━━ SELECTED EXTRACT
The Test and Treat pilot in the rural county of Yambio, in South Sudan provides a community-based option for long-term Antiretroviral Therapy (ART) that can ensure people with HIV/AIDS receive consistent care in rural conflict settings. Here are some of the testimonies from Test and Treat patients.
John Augusto, Focal point for Community ART groups, HIV patient.
One of my roles as a Community ART group (CAG) focal point is to help counsel people when they hear that they are HIV positive. I explain to them that many of us live with HIV and that they are not alone in the community. Another part of the job is to visit the other members of the community CAG and make sure that they are taking their medication. From time to time HIV sufferers have to be reminded to go to see an MSF doctor.
The conflict has disrupted people’s lives. Many who previously lived closer to the roads have moved deeper into the forest to escape the fighting. At times, I will bring medicine to these isolated people if the main Test and Treat teams cannot reach them.
I keep people’s details in a big book so that we can track how they feel and the treatment they take. Every two months, we sit together as a group and discuss each other’s general conditions, and then the one whose turn it is to get the drugs will go and ask the MSF staff about our conditions. These meetings happen before we go and get the drugs and then once they are received and distributed.
I am a teacher, and after I found out that I had HIV, I took the opportunity to speak to the community. At school, I also teach the students about HIV.
Arkangelo Ruben, Community leader, Bodo
HIV is a big challenge for the community. If a person is positive or doesn’t get tested, that person will die. I believe that many people are positive, but they do not know it.
People are not afraid to come for testing since Test and Treat started in the community. Those with HIV in the community need to be tested and, those positive should be treated. Members of the community who are not positive should continue getting education and repeat the test. I usually announce at gatherings such as a church, or in markets, that people should go get tested when MSF comes.
━━━━
━━ LISTED RECORDS
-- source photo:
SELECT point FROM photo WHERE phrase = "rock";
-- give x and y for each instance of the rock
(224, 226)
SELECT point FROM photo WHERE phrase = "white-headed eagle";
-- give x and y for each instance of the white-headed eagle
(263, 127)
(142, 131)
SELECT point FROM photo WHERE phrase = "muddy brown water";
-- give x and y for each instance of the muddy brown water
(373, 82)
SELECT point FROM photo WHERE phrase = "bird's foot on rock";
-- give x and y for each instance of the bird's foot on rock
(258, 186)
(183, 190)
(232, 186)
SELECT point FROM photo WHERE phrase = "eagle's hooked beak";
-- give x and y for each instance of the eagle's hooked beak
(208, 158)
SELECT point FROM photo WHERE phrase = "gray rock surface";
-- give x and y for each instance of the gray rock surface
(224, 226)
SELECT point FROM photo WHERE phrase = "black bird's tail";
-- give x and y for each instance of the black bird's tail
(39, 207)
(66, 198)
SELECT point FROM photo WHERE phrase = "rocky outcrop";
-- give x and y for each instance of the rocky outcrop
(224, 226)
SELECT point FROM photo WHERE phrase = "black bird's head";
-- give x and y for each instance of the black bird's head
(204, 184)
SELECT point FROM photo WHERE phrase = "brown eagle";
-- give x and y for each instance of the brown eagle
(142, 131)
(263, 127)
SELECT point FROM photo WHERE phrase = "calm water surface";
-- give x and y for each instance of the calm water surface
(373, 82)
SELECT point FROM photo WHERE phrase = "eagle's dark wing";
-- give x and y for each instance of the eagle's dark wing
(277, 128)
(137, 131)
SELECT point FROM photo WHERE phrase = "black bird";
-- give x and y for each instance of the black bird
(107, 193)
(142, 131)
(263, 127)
━━━━
━━ LISTED RECORDS
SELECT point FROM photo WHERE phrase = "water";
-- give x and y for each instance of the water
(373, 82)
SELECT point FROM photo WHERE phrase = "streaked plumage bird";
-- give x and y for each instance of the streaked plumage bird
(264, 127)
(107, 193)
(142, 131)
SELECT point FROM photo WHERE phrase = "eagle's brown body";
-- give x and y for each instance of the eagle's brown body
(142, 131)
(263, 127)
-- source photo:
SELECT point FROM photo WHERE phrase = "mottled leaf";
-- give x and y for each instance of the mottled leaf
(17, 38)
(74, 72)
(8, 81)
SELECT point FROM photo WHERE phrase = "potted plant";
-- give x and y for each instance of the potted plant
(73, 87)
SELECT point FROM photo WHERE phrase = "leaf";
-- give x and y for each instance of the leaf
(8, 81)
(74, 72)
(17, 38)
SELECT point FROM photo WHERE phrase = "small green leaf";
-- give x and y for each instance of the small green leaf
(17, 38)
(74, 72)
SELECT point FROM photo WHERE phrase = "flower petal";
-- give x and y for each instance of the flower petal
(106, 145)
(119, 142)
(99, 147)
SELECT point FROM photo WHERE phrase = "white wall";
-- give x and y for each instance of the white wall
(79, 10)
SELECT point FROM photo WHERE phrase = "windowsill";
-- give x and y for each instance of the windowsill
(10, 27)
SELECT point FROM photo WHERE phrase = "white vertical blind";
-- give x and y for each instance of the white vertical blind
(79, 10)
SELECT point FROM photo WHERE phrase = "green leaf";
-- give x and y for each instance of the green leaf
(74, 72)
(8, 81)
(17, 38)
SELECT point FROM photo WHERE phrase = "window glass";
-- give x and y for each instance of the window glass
━━━━
TASKS
a: List every place name that appears in the Test and Treat testimonies.
b: Reproduce the part of the Test and Treat testimonies that opens with the words containing "I am a teacher, and" and closes with "not know it.".
The entries can be left aside.

ANSWERS BY TASK
a: Yambio, South Sudan, Bodo

b:
I am a teacher, and after I found out that I had HIV, I took the opportunity to speak to the community. At school, I also teach the students about HIV.
Arkangelo Ruben, Community leader, Bodo
HIV is a big challenge for the community. If a person is positive or doesn’t get tested, that person will die. I believe that many people are positive, but they do not know it.